> REQUEST 1
From the car-price tutorial below, return the passage starting with "Sorting the arrows" and going on through "dataframe.Year * ord(rand_str[1])/100.", copied word for word.

> PAGE
________________

I am going to walk you through how we can train a model that will help us predict car prices with Machine Learning using PyTorch. The dataset I’m going to use here to predict car prices is tabular data with the prices of different cars regarding the other variables, the dataset has 302 rows and 9 columns, the variable we want to predict is the selling price of the cars.

## Importing and installing libraries!

In [1]:
!pip install jovian



In [2]:
import torch
import jovian
import torch.nn as nn
import pandas as pd
import matplotlib.pyplot as plt
import torch.nn.functional as F
from torch.utils.data import DataLoader, TensorDataset, random_split

### Reading the Data

In [3]:
DATA_FILENAME = "car data.csv"
dataframe_raw = pd.read_csv(DATA_FILENAME)
dataframe_raw.head()

Unnamed: 0,Car_Name,Year,Selling_Price,Present_Price,Kms_Driven,Fuel_Type,Seller_Type,Transmission,Owner
0,ritz,2014,3.35,5.59,27000,Petrol,Dealer,Manual,0
1,sx4,2013,4.75,9.54,43000,Diesel,Dealer,Manual,0
2,ciaz,2017,7.25,9.85,6900,Petrol,Dealer,Manual,0
3,wagon r,2011,2.85,4.15,5200,Petrol,Dealer,Manual,0
4,swift,2014,4.6,6.87,42450,Diesel,Dealer,Manual,0


Sorting the arrows and removing the columns that don’t help in prediction, Dropping carnames

In [4]:
your_name = "Sahil Garg" # at least 5 characters
def customize_dataset(dataframe_raw, rand_str):
    dataframe = dataframe_raw.copy(deep=True)
    # drop some rows
    dataframe = dataframe.sample(int(0.95*len(dataframe)), random_state=int(ord(rand_str[0])))
    # scale input
    dataframe.Year = dataframe.Year * ord(rand_str[1])/100.

________________

> INPUT

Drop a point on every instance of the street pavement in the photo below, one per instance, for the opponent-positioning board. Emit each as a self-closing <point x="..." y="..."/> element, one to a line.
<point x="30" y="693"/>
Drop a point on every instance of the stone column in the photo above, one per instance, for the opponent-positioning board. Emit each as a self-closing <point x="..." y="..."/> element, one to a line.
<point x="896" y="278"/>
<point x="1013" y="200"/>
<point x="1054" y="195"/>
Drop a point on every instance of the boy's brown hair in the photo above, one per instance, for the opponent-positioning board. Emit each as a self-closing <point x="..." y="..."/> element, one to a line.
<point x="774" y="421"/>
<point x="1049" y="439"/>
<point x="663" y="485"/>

________________

> REQUEST 2
Return every line of the rows above that contains the string "self", matching case.

> TASK RESPONSE 1
Sorting the arrows and removing the columns that don’t help in prediction, Dropping carnames

In [4]:
your_name = "Sahil Garg" # at least 5 characters
def customize_dataset(dataframe_raw, rand_str):
    dataframe = dataframe_raw.copy(deep=True)
    # drop some rows
    dataframe = dataframe.sample(int(0.95*len(dataframe)), random_state=int(ord(rand_str[0])))
    # scale input
    dataframe.Year = dataframe.Year * ord(rand_str[1])/100.

> TASK RESPONSE 2
Drop a point on every instance of the street pavement in the photo below, one per instance, for the opponent-positioning board. Emit each as a self-closing <point x="..." y="..."/> element, one to a line.
Drop a point on every instance of the stone column in the photo above, one per instance, for the opponent-positioning board. Emit each as a self-closing <point x="..." y="..."/> element, one to a line.
Drop a point on every instance of the boy's brown hair in the photo above, one per instance, for the opponent-positioning board. Emit each as a self-closing <point x="..." y="..."/> element, one to a line.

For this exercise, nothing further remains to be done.